— Start Given records —

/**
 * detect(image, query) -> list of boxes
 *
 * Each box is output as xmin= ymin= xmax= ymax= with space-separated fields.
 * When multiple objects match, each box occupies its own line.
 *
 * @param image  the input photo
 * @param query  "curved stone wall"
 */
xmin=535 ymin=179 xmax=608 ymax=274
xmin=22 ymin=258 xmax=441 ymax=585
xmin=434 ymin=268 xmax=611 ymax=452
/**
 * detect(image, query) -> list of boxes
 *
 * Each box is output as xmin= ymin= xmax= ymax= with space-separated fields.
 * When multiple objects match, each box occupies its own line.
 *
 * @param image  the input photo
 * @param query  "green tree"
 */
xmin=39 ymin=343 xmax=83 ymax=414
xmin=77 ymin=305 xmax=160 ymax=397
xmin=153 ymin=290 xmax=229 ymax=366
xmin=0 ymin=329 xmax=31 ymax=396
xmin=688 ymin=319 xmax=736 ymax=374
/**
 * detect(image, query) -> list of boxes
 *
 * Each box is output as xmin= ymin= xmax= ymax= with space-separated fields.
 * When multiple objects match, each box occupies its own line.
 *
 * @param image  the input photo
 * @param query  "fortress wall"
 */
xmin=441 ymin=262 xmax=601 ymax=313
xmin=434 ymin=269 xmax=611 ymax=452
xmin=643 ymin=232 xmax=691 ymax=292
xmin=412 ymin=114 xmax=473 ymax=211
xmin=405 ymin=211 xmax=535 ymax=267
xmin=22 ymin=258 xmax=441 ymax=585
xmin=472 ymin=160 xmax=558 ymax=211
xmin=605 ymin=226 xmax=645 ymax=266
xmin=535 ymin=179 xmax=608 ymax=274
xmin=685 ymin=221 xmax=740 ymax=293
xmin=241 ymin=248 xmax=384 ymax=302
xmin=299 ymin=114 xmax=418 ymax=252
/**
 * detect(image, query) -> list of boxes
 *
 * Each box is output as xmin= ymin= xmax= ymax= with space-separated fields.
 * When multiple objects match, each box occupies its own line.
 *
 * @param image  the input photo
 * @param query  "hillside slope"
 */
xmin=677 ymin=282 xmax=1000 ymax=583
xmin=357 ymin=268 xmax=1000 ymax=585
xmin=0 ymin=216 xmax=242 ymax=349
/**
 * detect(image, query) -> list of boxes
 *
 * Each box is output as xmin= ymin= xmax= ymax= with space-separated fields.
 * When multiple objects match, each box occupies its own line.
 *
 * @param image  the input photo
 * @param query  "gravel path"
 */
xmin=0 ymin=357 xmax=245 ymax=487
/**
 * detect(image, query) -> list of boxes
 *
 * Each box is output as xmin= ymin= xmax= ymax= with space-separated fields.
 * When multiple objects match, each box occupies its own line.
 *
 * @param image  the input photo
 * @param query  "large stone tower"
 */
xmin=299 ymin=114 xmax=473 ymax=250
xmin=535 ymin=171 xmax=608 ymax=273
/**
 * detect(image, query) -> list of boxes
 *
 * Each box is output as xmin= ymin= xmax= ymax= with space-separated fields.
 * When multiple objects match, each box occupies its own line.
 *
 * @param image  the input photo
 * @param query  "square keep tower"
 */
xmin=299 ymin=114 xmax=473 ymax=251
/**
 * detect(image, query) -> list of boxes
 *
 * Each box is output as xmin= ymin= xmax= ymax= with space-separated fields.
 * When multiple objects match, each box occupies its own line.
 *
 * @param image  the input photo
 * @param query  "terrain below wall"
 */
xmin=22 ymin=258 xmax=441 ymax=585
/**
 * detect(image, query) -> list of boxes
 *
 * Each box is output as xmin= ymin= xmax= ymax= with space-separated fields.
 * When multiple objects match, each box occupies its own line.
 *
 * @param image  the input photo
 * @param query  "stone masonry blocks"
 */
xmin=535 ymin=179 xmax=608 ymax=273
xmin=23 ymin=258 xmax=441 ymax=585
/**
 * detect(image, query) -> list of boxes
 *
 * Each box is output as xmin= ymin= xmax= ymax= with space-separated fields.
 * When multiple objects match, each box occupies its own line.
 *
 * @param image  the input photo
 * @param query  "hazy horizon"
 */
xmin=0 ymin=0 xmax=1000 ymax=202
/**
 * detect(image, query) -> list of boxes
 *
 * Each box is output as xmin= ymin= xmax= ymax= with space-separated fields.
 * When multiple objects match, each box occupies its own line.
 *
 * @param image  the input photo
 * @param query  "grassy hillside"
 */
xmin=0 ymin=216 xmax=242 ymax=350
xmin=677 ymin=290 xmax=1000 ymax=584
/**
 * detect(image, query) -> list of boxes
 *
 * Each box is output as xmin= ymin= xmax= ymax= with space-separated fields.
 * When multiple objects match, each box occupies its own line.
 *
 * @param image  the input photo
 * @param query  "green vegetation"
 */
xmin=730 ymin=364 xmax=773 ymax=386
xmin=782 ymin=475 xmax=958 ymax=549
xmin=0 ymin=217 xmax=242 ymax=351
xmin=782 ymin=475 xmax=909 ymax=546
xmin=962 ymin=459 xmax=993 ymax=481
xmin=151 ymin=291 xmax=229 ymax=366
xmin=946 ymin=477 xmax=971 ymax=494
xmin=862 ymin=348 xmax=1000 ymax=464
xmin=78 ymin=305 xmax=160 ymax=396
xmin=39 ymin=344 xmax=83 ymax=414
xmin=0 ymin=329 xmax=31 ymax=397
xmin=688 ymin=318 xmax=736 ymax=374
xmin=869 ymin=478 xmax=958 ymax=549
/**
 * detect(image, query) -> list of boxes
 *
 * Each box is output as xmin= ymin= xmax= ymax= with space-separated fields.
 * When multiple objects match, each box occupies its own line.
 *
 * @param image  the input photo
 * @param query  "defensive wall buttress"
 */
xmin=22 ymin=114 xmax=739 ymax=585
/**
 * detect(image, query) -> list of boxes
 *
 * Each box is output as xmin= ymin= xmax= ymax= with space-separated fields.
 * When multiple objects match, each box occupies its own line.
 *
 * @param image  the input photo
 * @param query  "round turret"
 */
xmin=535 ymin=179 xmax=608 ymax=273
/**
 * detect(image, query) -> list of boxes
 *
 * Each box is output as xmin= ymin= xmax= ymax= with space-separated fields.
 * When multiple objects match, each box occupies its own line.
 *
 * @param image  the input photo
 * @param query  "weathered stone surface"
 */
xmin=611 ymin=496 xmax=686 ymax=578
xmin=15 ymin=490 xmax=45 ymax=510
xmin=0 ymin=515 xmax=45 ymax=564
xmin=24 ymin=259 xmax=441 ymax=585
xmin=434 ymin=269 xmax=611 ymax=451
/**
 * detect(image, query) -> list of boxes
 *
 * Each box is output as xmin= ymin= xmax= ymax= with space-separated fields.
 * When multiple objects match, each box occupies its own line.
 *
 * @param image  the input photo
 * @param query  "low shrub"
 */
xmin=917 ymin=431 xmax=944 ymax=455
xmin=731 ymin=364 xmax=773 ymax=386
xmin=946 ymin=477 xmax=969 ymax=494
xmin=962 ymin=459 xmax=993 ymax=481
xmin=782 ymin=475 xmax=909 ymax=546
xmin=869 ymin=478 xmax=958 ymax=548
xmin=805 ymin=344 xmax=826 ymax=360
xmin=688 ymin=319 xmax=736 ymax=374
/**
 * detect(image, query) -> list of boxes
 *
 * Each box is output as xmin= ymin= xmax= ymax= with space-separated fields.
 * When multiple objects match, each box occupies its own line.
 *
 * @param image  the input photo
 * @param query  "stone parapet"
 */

— End Given records —

Can you identify every line in the items above that contains the word "wall" and copy each of those lines in full?

 * @param query  "curved stone wall"
 * @param query  "fortress wall"
 * @param query  "terrain below wall"
 * @param query  "defensive wall buttress"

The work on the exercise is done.